(RECORDS FOR THE TASK begins)

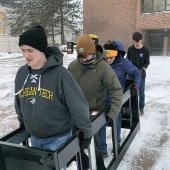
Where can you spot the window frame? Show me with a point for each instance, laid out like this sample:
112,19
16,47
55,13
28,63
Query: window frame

(RECORDS FOR THE TASK ends)

* [WHAT TO WORK ON] When a line above contains the string "frame", copy that line.

* [REPLY TO THE EXERCISE]
Where can you spot the window frame? Show me with a point for each instance, laid out like this sample:
Query: window frame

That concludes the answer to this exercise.